Provided material below:

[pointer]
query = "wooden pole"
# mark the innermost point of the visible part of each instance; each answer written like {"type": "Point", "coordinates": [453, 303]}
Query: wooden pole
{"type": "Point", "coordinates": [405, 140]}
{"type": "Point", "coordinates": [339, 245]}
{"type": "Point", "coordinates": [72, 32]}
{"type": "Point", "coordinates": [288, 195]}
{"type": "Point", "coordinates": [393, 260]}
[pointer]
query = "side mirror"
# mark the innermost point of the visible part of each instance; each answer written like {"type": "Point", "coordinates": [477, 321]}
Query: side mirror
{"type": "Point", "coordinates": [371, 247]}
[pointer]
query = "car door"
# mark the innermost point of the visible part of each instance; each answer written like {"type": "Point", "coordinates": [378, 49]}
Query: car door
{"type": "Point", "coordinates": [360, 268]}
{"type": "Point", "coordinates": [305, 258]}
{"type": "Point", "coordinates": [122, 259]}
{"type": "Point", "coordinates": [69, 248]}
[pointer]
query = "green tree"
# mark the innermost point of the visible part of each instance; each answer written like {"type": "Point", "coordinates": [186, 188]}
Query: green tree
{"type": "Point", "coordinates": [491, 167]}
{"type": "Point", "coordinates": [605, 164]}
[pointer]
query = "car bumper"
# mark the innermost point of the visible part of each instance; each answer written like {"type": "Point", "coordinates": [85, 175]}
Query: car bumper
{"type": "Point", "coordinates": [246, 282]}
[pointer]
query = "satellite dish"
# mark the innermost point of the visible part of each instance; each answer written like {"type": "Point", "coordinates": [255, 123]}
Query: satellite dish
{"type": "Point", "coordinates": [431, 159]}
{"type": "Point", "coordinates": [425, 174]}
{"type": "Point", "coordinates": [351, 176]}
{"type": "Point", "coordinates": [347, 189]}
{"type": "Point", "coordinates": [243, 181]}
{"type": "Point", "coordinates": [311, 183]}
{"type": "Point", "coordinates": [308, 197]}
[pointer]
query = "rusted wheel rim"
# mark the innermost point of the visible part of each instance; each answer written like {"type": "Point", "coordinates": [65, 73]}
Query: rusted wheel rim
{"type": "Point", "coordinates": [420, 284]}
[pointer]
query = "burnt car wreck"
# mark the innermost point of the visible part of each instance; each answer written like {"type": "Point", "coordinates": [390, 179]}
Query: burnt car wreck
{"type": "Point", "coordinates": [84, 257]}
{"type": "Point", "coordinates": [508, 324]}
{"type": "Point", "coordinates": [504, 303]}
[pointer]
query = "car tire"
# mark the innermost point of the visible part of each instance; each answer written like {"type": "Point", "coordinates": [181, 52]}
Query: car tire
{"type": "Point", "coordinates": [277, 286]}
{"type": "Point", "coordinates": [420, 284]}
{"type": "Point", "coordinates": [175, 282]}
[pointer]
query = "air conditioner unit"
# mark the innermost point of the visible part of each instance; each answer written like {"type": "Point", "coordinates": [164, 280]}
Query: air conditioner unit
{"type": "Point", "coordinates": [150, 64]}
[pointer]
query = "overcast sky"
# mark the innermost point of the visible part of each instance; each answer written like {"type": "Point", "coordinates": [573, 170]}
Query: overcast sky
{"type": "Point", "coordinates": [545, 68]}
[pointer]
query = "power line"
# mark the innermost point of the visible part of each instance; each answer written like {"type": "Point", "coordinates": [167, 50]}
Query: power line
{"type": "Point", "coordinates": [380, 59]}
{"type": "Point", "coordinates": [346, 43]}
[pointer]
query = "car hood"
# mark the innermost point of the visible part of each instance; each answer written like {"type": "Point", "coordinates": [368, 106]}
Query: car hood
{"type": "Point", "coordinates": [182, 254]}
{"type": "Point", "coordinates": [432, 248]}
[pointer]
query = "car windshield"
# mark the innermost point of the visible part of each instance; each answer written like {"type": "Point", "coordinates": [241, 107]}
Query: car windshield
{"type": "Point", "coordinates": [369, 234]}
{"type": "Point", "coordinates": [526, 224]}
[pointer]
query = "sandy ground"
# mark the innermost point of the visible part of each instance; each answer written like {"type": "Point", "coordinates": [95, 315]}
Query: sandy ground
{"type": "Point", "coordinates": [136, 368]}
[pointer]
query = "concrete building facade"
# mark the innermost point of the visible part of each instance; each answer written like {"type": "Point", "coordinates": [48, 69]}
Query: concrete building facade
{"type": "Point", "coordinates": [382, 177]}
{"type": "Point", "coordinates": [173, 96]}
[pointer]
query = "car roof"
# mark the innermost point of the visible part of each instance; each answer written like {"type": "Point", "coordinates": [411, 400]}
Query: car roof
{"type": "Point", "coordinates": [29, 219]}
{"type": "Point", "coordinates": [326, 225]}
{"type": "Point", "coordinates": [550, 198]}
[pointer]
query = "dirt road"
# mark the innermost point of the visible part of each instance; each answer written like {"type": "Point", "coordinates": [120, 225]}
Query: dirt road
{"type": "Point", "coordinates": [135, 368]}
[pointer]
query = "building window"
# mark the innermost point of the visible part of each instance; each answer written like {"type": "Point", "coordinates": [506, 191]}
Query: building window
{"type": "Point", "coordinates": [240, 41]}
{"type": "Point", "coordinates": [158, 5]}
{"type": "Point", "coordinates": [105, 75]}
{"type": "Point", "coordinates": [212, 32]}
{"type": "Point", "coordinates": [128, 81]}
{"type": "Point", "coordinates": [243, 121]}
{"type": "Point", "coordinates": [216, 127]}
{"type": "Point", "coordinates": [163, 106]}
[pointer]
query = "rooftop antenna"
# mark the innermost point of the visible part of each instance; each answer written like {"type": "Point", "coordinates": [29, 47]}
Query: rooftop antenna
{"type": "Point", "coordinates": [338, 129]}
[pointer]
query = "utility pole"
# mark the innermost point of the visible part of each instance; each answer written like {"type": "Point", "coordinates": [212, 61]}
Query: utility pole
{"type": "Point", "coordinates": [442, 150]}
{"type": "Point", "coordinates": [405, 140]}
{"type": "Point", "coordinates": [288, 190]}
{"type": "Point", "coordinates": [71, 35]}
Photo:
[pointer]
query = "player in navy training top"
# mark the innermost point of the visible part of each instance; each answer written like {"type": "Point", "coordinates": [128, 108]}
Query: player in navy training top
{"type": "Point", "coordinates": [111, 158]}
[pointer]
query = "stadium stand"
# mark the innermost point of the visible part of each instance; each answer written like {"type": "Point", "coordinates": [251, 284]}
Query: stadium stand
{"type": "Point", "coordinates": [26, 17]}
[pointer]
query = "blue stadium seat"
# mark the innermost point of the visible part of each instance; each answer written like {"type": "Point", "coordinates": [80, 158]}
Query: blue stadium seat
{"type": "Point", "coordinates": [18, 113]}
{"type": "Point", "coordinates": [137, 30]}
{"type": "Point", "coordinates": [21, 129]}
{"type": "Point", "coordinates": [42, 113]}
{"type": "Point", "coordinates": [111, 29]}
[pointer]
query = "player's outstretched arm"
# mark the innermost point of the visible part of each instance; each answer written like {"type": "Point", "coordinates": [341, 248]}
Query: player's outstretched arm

End of Provided material.

> Brief
Go over the data above and copy every line that has the word "outstretched" in it.

> Expected answer
query = "player's outstretched arm"
Query: player's outstretched arm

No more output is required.